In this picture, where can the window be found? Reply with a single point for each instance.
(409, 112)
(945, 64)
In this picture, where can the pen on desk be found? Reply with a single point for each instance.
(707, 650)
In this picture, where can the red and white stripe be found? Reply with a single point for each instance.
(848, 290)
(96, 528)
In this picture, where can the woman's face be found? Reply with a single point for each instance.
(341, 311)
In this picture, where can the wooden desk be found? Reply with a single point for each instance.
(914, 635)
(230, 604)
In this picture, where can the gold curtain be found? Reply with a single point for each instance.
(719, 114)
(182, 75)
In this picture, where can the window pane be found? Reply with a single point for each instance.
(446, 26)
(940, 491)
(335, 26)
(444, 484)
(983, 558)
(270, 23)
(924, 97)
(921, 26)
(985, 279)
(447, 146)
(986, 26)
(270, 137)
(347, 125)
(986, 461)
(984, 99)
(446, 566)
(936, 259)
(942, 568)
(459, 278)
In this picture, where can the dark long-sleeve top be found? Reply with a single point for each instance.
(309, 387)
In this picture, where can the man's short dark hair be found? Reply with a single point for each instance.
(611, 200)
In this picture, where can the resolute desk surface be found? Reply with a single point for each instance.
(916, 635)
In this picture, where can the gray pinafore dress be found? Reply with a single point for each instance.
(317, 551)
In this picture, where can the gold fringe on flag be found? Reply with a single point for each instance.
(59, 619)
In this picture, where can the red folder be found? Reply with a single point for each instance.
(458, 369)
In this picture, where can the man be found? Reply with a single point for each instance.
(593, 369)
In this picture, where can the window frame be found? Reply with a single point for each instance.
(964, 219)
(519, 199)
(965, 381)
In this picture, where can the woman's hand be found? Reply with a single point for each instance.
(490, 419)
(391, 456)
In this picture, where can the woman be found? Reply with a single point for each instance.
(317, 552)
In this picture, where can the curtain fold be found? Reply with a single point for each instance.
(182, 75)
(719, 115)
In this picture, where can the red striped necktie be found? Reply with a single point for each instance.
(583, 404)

:::::

• [Your instructions]
Format all of the material above as a two-column CSV with the header text,answer. Each line that asks for a location goes in the text column, and every point listed beneath it goes in the answer column of that row, with line breaks replaced by spaces and both fields in double quotes.

• [Answer for the task]
text,answer
"In this picture, where can the window be found? Reply with a single point for each instance.","(409, 112) (945, 64)"
"In this picture, where can the pen on desk be found? Reply with a single point for each instance.","(707, 650)"
"In this picture, where can the red and white stripe be found? Reply with a single point for each instance.","(848, 290) (96, 528)"
"In this picture, where can the woman's face be found? Reply with a single point for each instance.","(341, 311)"
"In this picture, where can the wooden desk be found? Reply with a single point for each instance.","(914, 635) (230, 604)"
"In this picture, where can the gold curtain be found? Reply with a single point for each instance.","(719, 114) (182, 75)"
"In this picture, where can the window pane be found? Reply with a single point for each instance.","(446, 26) (940, 491) (335, 26) (444, 484) (983, 558) (270, 23) (924, 97) (921, 26) (985, 279) (447, 146) (986, 26) (270, 137) (347, 125) (986, 461) (984, 99) (446, 566) (936, 259) (942, 568) (459, 278)"
"In this picture, where can the dark long-sleeve top be found? Reply with a single point for each instance.","(309, 387)"
"In this picture, where can the man's short dark hair be found? Reply with a single point for each instance.","(611, 200)"
"In this picture, where can the resolute desk surface be found? Reply with a single point for each instance.","(916, 635)"
"In this picture, where can the gray pinafore dress be found? Reply with a single point for each instance.","(317, 551)"
"In this picture, where can the gold fringe on flag be found? Reply with a single point for each instance.","(59, 619)"
"In this picture, where can the red folder be found? Reply with a single point for each instance.","(458, 369)"
"In this picture, where can the man be found? Reply with a single point for each instance.","(593, 369)"
"In this picture, where can the window frame be found? Reply with a single point for each instance.","(964, 219) (519, 199) (965, 381)"
"In this picture, where can the woman's hand be found? Reply with a single point for each instance.","(490, 419) (391, 456)"
"In this picture, where can the woman be found? Reply with a single point for each instance.","(317, 552)"
"In this picture, where can the curtain fold be found? Reply with a single point for each instance.","(182, 75) (719, 115)"
"In this picture, where can the red striped necktie be found? Reply with a single point for each instance.","(583, 404)"